▶ To do: In the entries below, filter for the word "snow" and copy every matching line.

Referring expression data:
━━━━━━
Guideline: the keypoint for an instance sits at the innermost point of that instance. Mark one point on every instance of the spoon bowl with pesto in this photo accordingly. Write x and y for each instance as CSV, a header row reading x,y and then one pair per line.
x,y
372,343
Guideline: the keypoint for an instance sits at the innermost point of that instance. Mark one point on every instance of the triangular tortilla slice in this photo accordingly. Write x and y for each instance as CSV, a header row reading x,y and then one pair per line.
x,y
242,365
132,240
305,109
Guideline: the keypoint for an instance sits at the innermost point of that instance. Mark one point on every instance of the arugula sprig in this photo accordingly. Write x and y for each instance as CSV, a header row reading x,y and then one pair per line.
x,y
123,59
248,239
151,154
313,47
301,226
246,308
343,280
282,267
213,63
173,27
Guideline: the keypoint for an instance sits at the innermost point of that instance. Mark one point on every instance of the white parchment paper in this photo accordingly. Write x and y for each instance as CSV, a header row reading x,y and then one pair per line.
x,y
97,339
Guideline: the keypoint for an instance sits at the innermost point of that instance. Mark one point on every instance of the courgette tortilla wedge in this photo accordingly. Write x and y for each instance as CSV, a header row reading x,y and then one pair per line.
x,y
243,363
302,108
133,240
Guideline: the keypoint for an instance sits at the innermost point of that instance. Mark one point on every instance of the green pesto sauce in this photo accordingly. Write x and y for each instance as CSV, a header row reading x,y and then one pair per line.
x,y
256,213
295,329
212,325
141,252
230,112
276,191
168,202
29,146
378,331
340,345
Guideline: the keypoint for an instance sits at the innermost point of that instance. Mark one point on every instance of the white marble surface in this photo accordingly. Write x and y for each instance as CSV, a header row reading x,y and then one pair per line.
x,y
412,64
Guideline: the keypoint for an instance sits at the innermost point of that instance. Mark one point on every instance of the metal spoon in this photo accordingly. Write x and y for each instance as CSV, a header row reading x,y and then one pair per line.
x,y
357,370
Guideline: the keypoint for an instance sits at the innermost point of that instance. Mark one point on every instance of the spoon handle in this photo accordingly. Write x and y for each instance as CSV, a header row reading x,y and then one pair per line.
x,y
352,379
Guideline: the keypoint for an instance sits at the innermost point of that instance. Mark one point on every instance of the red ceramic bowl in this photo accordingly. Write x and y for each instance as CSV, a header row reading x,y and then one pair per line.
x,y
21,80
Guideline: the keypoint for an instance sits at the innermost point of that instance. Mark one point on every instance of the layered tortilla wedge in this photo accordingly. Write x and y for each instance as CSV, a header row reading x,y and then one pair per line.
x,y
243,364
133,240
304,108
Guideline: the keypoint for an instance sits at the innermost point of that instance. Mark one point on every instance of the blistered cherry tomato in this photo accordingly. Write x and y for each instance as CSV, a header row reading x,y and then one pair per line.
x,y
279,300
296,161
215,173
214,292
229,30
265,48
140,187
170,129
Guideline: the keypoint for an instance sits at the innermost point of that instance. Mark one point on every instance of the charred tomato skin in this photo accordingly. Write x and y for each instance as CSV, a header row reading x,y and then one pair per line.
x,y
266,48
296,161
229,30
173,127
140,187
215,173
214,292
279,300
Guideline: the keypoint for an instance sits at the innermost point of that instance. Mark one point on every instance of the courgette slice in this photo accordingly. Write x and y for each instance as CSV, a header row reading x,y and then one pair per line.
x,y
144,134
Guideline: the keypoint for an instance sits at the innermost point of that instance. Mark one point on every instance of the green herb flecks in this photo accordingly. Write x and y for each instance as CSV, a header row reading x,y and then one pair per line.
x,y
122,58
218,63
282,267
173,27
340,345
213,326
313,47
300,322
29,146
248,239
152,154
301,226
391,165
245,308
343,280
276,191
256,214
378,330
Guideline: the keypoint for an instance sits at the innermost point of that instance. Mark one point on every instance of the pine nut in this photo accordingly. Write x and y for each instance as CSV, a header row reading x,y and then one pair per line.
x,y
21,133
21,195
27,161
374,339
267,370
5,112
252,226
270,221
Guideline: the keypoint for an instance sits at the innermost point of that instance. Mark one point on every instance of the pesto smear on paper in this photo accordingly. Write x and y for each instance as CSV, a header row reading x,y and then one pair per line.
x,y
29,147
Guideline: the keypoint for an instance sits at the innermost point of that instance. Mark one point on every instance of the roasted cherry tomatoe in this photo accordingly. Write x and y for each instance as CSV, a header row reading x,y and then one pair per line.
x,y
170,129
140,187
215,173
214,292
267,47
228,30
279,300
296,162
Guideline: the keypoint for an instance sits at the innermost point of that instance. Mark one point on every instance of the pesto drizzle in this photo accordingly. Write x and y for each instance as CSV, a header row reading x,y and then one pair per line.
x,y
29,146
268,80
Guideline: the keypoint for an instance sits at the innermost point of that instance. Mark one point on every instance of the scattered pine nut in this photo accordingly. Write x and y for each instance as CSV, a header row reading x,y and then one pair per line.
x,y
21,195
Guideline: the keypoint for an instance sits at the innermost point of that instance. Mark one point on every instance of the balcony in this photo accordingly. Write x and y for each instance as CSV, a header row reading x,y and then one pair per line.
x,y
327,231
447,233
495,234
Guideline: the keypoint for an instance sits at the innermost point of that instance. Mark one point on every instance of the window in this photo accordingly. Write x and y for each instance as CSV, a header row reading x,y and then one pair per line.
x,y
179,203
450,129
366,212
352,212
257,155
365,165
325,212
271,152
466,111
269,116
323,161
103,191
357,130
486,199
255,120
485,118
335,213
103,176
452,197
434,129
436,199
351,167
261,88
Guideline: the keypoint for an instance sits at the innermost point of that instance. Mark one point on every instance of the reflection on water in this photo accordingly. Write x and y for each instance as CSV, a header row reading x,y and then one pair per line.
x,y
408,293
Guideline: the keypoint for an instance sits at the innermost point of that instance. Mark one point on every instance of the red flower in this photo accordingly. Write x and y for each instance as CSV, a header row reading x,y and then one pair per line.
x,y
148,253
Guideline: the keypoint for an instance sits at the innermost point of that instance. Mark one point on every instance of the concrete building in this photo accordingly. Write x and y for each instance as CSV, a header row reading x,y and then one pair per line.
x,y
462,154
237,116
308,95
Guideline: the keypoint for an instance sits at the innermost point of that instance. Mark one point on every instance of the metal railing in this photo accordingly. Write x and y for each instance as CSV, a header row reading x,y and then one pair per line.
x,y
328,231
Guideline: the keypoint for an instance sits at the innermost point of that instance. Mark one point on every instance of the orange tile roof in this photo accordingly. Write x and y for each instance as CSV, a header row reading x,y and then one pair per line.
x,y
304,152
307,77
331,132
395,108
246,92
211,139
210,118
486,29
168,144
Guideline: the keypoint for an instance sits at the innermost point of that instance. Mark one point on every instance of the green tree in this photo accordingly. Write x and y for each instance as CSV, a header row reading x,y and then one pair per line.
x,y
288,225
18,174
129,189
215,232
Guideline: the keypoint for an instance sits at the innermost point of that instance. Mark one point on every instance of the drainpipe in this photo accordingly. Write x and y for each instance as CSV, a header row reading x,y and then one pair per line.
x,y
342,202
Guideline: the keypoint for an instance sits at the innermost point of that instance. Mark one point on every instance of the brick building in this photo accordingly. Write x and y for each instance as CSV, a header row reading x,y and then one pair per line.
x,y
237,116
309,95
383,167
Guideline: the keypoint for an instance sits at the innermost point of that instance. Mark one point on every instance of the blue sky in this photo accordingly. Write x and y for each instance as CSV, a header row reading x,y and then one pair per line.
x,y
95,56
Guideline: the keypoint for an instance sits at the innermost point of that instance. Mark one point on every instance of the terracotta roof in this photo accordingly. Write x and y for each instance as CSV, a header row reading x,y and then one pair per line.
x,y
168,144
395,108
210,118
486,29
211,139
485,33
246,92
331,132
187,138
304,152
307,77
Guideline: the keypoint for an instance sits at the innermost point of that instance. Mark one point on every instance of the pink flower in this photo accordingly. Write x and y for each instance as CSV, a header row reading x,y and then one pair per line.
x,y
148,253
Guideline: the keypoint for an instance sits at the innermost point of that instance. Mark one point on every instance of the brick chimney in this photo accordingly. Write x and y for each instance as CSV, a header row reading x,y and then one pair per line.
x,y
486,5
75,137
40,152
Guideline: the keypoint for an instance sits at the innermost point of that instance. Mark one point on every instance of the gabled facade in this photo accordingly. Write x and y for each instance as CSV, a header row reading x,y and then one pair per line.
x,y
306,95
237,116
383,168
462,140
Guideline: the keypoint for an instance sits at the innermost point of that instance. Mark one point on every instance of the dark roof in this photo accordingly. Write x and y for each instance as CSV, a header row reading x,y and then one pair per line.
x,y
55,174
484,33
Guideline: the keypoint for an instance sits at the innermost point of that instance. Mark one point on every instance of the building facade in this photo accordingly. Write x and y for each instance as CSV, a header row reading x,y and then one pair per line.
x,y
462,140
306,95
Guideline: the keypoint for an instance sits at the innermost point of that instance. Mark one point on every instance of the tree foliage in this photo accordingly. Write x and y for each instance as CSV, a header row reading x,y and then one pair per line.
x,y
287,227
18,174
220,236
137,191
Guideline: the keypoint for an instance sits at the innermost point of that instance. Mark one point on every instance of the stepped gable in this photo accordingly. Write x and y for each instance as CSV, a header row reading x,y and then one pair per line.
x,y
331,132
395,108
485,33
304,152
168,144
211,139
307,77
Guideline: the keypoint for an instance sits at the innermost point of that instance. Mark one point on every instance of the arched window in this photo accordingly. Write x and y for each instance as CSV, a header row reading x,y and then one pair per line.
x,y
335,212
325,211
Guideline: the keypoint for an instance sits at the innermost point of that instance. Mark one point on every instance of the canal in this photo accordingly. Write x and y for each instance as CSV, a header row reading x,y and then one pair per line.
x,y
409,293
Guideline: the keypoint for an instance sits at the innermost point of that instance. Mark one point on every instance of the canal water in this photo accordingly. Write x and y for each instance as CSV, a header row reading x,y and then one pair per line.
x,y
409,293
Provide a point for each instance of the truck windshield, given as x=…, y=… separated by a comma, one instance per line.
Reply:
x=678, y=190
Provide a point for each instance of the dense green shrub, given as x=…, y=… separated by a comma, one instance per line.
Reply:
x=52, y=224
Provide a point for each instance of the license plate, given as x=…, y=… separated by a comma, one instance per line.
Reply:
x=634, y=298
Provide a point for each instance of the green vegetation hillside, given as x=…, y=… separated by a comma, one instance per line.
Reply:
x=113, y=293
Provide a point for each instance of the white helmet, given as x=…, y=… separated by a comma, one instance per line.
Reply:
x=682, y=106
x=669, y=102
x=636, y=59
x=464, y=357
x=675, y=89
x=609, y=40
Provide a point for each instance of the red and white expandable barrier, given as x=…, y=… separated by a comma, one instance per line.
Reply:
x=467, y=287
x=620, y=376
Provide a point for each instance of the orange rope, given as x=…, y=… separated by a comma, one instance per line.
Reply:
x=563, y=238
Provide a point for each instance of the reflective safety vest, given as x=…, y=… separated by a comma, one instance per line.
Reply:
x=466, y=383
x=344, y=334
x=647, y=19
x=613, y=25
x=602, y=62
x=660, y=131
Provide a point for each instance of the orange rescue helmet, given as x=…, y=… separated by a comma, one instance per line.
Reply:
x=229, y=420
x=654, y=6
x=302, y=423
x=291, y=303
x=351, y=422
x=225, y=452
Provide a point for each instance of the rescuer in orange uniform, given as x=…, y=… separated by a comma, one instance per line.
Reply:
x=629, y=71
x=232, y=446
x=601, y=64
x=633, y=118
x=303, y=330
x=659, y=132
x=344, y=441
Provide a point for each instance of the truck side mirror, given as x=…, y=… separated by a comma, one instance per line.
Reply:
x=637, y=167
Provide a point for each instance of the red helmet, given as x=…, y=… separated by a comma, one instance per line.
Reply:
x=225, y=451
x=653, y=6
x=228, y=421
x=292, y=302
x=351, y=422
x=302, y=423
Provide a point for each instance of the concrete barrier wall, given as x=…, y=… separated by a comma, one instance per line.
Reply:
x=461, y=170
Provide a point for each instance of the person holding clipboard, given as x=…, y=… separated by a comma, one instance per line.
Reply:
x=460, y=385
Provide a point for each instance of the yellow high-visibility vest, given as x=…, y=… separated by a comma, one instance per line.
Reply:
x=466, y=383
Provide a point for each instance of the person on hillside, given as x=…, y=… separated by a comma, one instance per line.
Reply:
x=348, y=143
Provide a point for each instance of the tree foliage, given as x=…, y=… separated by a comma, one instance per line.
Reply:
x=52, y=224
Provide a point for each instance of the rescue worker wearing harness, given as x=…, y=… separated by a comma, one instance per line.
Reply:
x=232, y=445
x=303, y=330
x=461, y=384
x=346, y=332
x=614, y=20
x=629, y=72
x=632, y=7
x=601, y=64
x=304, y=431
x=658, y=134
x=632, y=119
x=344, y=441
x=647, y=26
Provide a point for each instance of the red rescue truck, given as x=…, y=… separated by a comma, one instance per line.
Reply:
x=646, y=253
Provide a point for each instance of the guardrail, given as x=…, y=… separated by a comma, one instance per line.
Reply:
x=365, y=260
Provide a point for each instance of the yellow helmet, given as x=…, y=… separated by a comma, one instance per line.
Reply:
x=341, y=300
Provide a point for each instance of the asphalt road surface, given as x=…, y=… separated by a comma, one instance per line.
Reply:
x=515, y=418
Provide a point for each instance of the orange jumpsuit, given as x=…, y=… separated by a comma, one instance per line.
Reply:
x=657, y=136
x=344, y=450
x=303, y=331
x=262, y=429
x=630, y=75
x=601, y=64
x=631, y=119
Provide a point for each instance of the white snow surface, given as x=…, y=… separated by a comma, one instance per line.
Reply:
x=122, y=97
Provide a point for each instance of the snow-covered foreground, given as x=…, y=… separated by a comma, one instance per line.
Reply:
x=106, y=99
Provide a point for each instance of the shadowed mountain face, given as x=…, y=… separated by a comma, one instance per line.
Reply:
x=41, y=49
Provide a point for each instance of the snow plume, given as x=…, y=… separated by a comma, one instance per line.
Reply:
━━━━━━
▶ Written solution:
Provide a point for each instance of the white snow surface, given as x=…, y=… separated by a comma, one instance per line.
Provide a point for each instance of the snow-covered foreground, given as x=…, y=… separated by a comma, one instance per line.
Provide a point for each instance of the snow plume, given as x=…, y=… separated by a comma, one instance per line.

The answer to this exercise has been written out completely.